Exercise prompt
Set out every line of the rows below as a numbered list, leaving out blank lines and the pictures.
-.-.-
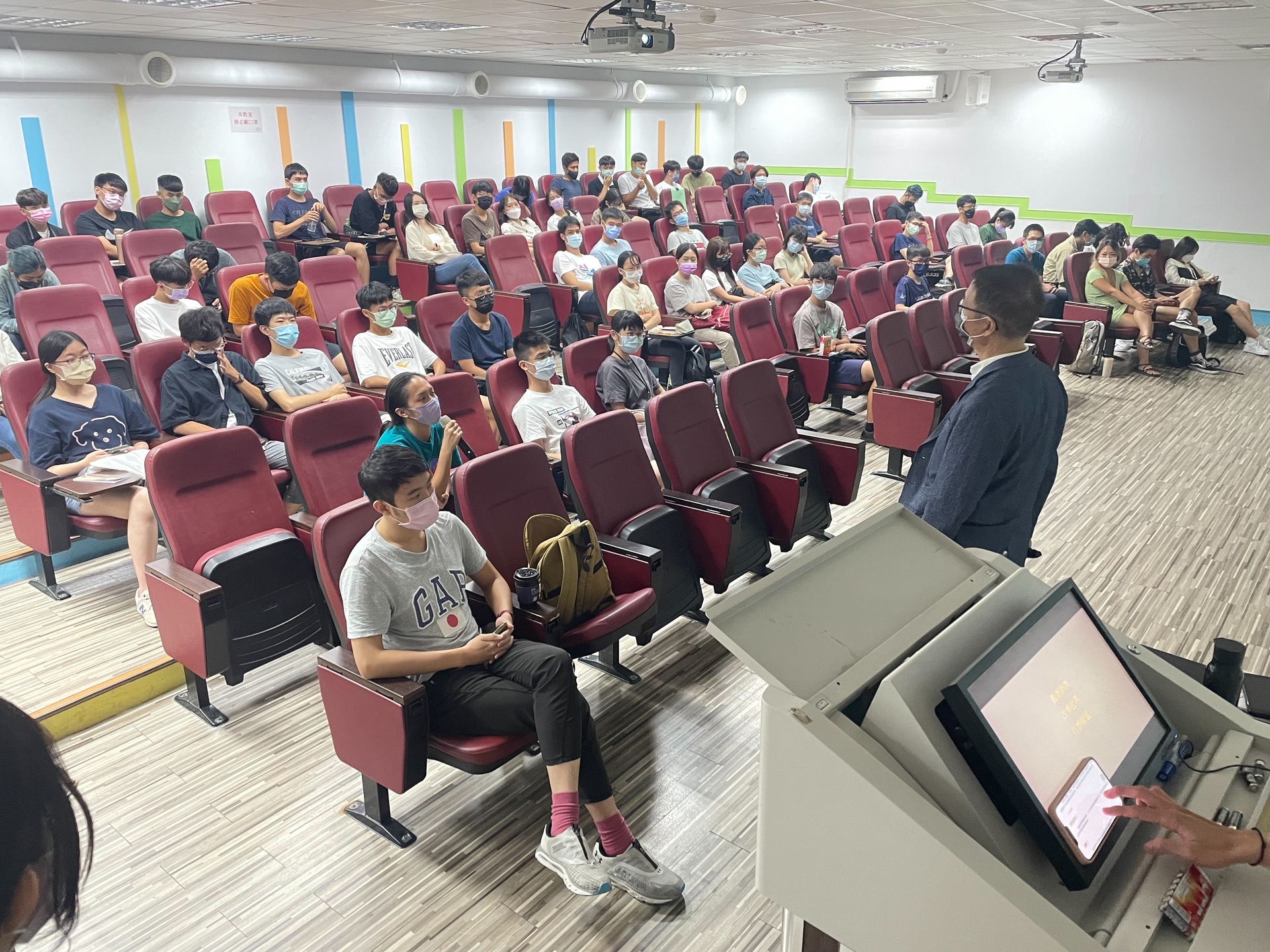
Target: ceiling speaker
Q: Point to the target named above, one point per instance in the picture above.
(158, 70)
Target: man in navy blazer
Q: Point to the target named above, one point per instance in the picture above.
(986, 471)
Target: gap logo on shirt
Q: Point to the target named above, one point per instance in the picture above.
(102, 433)
(436, 604)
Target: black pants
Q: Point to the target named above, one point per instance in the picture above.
(529, 690)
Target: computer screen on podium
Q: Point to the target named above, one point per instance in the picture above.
(1056, 717)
-.-.-
Answer to this task
1. Target: ceiling speaker
2. Q: Point to the target named above, one point per instance in the picture above.
3. (158, 70)
4. Target: man in navy blazer
5. Q: Point to the target named above, one point per instance in the picture above.
6. (986, 471)
7. Target: gap logo on shirt
8. Q: Point to the target named above, one point per instance in the picture above.
9. (102, 433)
10. (436, 604)
11. Target: black pants
12. Q: Point to the target named above, one point per instance in the picture above.
13. (529, 690)
14. Target: computer screen on podium
15. Q: Point to the target named above, one point per instance in the picture above.
16. (1056, 717)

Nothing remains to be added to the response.